## EXERCISE PROMPT
When a line below holds the string "basketball", show that line.

## MATERIAL FOR THIS TASK
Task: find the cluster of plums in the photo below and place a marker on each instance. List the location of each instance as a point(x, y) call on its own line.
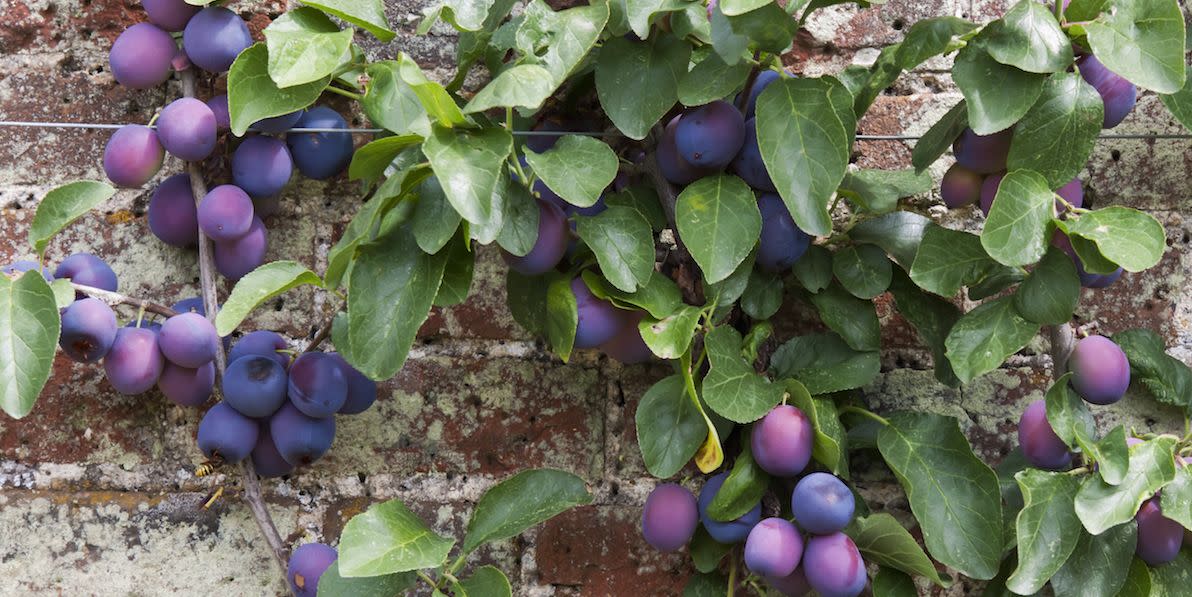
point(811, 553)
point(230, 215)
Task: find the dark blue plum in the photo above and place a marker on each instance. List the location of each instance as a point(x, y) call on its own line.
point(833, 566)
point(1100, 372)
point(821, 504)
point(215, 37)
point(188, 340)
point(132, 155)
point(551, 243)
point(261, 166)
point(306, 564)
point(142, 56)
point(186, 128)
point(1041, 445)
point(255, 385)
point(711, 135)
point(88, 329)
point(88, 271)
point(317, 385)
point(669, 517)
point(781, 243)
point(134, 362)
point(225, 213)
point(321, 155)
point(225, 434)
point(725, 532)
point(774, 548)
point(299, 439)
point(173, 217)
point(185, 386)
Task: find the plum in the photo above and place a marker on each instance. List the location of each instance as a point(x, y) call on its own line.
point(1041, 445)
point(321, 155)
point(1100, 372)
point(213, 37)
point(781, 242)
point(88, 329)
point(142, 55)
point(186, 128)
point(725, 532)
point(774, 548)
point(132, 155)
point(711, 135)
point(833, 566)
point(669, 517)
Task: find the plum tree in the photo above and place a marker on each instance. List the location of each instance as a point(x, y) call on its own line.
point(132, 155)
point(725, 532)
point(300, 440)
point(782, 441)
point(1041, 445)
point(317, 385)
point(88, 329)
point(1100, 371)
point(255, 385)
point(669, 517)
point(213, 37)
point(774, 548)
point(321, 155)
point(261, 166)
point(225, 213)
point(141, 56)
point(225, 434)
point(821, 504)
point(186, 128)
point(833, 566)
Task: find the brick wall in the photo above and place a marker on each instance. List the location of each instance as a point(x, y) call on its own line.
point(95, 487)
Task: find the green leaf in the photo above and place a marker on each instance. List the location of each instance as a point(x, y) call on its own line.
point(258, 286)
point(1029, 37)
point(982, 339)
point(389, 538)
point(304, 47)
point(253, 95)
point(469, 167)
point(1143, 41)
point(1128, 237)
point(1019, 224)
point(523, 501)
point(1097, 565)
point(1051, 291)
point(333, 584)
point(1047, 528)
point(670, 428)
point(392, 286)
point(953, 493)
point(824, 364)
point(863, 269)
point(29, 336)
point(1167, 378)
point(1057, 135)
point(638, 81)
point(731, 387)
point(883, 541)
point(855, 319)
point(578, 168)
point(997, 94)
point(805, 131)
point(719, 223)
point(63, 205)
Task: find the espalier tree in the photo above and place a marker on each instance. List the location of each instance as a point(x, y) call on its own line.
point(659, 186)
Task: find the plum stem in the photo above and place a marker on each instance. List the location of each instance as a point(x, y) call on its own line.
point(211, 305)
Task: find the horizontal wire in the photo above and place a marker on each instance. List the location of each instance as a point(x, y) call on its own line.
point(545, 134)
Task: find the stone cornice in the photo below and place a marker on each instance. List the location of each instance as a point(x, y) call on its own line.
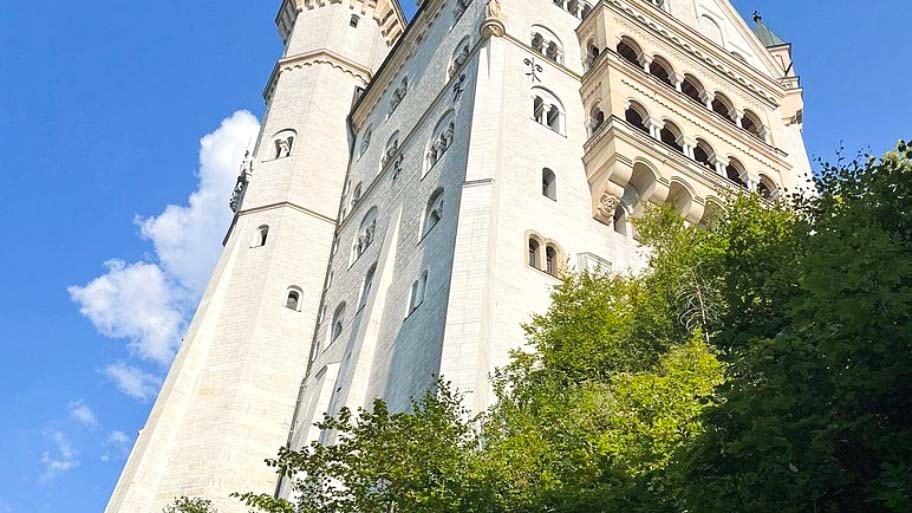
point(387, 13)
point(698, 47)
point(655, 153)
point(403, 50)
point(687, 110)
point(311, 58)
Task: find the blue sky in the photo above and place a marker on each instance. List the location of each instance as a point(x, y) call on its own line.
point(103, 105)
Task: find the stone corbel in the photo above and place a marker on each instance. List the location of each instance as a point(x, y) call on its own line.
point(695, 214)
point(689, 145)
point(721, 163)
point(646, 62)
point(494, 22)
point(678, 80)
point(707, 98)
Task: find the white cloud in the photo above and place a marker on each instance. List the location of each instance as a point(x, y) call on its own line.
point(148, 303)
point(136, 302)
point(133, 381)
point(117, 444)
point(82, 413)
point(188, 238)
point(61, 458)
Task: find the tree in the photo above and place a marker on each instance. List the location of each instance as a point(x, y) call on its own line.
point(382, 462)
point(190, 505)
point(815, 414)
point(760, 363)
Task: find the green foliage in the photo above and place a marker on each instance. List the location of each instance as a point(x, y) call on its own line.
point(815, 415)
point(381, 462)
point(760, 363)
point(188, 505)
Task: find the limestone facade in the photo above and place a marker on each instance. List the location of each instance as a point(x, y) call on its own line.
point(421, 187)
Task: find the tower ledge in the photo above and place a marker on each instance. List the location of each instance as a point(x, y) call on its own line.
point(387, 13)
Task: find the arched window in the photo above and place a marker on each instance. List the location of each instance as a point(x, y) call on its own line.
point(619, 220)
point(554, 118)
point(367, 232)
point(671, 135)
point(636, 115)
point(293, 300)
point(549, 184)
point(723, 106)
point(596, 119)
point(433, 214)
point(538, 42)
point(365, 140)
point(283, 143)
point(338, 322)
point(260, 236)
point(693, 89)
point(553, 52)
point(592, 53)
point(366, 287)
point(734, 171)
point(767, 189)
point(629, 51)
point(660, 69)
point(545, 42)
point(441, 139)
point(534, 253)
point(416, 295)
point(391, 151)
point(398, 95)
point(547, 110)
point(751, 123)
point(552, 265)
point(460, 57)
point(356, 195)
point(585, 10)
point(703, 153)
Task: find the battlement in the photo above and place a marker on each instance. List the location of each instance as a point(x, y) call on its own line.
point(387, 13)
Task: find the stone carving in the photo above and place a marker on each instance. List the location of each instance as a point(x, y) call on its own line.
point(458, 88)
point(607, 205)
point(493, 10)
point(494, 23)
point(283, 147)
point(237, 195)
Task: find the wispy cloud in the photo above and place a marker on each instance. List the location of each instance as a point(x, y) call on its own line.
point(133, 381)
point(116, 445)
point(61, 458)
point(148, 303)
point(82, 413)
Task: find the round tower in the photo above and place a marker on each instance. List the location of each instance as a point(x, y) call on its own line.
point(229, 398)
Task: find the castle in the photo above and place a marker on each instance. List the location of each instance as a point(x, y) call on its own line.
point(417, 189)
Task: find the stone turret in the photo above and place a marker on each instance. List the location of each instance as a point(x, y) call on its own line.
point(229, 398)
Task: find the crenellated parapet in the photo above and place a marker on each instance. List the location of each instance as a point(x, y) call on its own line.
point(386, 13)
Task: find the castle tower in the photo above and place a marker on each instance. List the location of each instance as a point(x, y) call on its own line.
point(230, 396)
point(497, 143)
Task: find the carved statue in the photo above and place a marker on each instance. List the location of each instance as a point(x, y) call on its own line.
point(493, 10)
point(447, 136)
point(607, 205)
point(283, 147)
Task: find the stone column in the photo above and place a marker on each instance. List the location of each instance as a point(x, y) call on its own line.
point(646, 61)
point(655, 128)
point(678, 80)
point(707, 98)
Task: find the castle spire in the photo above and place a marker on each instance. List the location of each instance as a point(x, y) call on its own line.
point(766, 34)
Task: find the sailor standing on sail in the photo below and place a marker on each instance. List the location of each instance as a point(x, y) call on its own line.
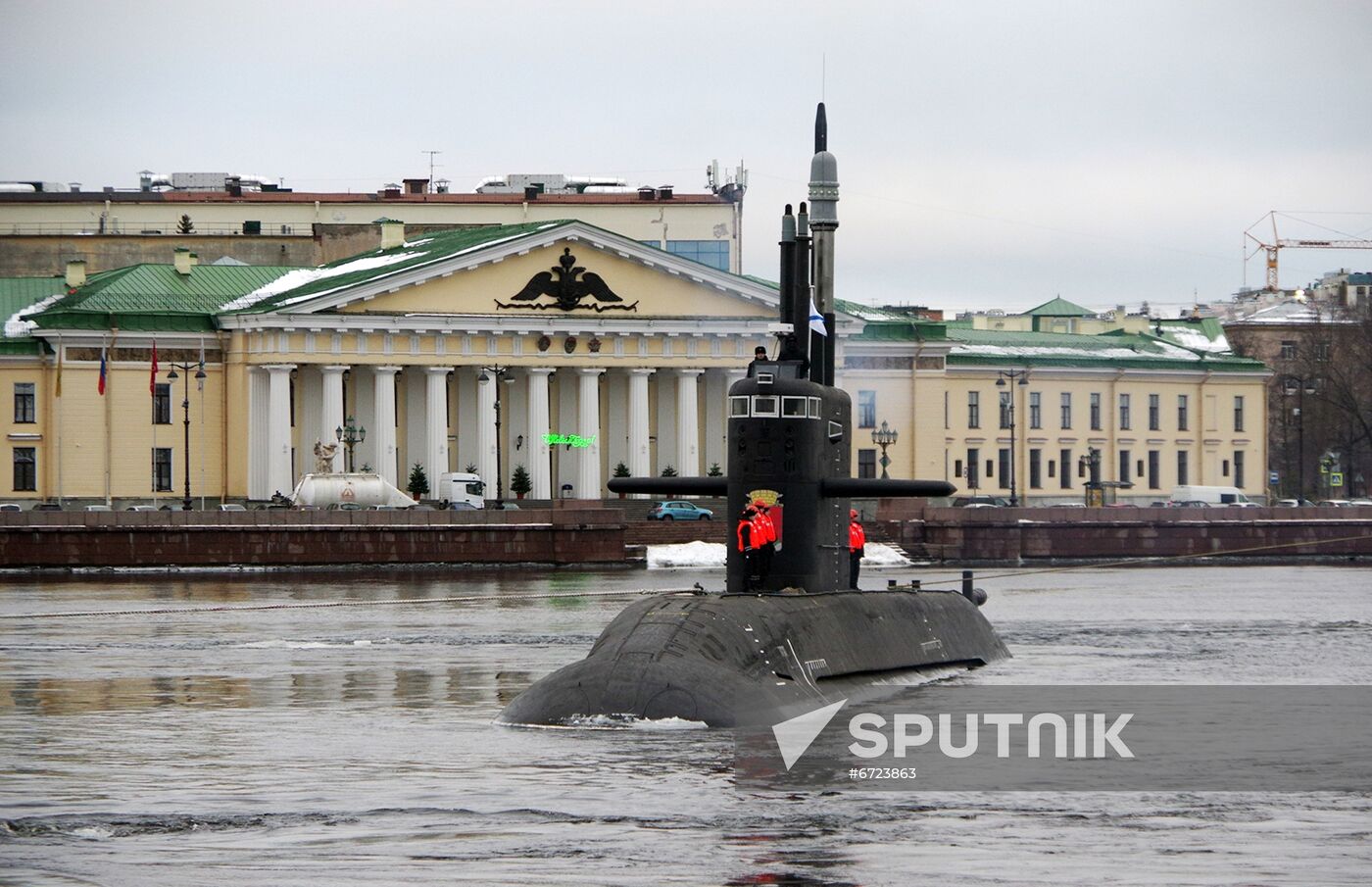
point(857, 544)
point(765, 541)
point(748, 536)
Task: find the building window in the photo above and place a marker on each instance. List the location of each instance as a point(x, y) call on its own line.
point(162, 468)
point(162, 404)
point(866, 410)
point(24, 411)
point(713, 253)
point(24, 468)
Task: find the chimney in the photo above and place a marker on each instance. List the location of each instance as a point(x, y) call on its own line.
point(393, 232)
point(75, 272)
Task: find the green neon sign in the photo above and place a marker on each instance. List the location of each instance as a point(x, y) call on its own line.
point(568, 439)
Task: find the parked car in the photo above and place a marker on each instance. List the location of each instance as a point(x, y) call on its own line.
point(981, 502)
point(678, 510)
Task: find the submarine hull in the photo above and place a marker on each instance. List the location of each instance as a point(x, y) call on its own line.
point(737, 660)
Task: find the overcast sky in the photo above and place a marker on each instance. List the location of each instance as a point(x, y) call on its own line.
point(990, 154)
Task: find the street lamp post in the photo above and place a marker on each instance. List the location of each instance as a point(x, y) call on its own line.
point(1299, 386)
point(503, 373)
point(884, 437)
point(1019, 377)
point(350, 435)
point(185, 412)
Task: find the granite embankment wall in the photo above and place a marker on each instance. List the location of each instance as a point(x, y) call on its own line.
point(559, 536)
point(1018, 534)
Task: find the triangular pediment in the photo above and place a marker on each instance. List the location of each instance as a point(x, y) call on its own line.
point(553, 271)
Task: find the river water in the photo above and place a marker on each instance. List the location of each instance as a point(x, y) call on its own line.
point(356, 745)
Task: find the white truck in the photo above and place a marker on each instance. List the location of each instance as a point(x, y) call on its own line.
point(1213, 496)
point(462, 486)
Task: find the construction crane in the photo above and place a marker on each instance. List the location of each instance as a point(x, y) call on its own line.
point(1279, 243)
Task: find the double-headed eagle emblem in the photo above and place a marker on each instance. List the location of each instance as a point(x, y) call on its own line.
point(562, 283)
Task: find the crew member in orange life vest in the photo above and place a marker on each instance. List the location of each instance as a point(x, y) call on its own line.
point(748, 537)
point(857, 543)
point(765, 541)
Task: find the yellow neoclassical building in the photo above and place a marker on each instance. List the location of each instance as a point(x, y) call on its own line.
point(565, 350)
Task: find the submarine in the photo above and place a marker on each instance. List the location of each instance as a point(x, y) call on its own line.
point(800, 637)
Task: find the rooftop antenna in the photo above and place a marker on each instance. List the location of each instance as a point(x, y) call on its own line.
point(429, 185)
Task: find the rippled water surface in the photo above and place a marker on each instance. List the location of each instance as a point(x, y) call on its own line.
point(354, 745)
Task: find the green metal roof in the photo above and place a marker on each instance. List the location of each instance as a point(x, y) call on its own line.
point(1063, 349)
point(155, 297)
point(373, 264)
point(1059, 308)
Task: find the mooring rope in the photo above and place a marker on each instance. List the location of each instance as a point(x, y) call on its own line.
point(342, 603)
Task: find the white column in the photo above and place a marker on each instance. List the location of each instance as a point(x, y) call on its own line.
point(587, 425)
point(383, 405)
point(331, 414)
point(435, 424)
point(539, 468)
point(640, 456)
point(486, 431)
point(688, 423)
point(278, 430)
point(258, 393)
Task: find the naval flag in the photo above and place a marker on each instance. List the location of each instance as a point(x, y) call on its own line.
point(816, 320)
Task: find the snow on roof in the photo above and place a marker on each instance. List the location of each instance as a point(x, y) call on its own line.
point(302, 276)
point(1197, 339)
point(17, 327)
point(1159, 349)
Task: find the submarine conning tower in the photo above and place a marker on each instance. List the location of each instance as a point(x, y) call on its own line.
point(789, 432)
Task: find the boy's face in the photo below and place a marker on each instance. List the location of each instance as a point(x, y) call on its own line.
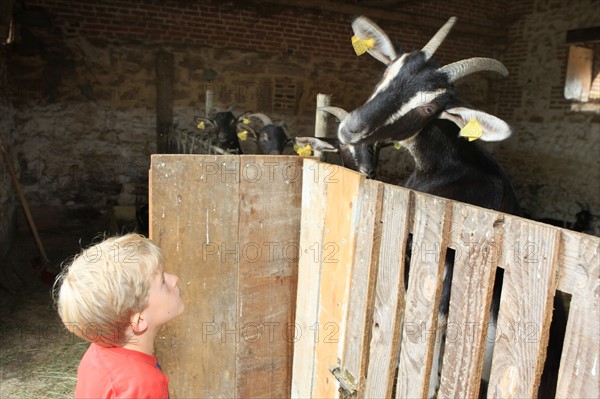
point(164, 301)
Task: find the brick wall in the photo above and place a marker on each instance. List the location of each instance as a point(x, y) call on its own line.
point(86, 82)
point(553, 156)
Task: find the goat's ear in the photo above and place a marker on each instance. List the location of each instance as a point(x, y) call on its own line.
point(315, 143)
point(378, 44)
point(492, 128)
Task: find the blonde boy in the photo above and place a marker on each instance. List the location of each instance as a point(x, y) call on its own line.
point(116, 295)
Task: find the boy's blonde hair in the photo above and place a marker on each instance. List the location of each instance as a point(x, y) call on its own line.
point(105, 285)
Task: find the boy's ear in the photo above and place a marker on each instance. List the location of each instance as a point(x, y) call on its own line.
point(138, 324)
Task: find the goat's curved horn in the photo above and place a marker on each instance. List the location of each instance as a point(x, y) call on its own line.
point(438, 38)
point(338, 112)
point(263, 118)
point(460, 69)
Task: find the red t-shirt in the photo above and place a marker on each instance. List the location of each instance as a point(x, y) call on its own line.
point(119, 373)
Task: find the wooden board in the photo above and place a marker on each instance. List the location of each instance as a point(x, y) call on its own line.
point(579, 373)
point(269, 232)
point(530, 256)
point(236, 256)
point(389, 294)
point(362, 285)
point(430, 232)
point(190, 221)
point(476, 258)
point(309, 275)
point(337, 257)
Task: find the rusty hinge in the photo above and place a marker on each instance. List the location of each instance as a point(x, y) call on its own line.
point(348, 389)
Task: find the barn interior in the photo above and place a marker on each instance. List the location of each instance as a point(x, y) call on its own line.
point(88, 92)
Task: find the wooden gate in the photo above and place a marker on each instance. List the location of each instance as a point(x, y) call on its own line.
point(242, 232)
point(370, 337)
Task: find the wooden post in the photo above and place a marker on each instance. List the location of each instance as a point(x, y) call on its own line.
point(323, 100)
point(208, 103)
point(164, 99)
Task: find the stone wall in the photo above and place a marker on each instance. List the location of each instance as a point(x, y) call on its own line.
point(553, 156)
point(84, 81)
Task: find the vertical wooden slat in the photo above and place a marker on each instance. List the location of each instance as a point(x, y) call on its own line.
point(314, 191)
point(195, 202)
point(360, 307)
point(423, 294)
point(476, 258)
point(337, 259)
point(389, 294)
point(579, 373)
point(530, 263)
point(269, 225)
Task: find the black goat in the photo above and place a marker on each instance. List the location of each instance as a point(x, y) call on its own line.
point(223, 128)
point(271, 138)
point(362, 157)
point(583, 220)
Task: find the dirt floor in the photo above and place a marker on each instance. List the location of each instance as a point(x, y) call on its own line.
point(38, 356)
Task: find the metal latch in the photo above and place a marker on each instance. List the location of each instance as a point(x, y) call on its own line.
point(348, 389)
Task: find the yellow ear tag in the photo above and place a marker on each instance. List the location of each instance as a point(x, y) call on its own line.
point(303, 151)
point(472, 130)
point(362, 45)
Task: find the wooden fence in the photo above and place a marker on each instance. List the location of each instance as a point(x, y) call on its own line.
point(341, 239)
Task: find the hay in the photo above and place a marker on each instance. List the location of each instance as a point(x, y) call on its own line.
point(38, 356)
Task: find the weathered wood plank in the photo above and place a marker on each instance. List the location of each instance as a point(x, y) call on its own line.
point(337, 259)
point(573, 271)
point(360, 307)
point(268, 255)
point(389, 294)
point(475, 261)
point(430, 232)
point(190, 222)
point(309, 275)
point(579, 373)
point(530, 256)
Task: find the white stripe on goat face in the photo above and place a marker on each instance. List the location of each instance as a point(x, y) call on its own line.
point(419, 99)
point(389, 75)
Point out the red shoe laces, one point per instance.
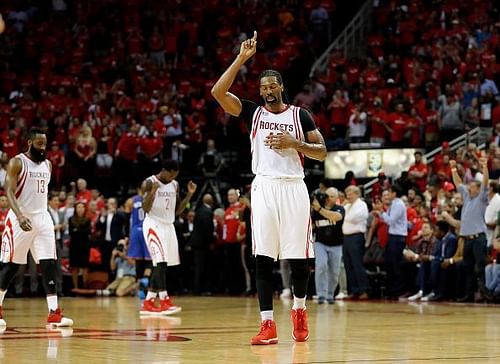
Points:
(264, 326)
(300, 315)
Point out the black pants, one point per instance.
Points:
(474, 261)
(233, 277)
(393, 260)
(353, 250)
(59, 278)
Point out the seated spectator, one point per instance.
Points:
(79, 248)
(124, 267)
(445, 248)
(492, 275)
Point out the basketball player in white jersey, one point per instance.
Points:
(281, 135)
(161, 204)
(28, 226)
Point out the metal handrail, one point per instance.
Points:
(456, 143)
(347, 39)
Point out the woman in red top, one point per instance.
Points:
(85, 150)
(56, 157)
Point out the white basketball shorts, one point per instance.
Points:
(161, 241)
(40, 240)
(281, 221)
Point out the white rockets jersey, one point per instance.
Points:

## FINAL ANSWER
Point out the basketball player in white jersey, one point per instance.
Point out the white basketball shorts, one point per instance.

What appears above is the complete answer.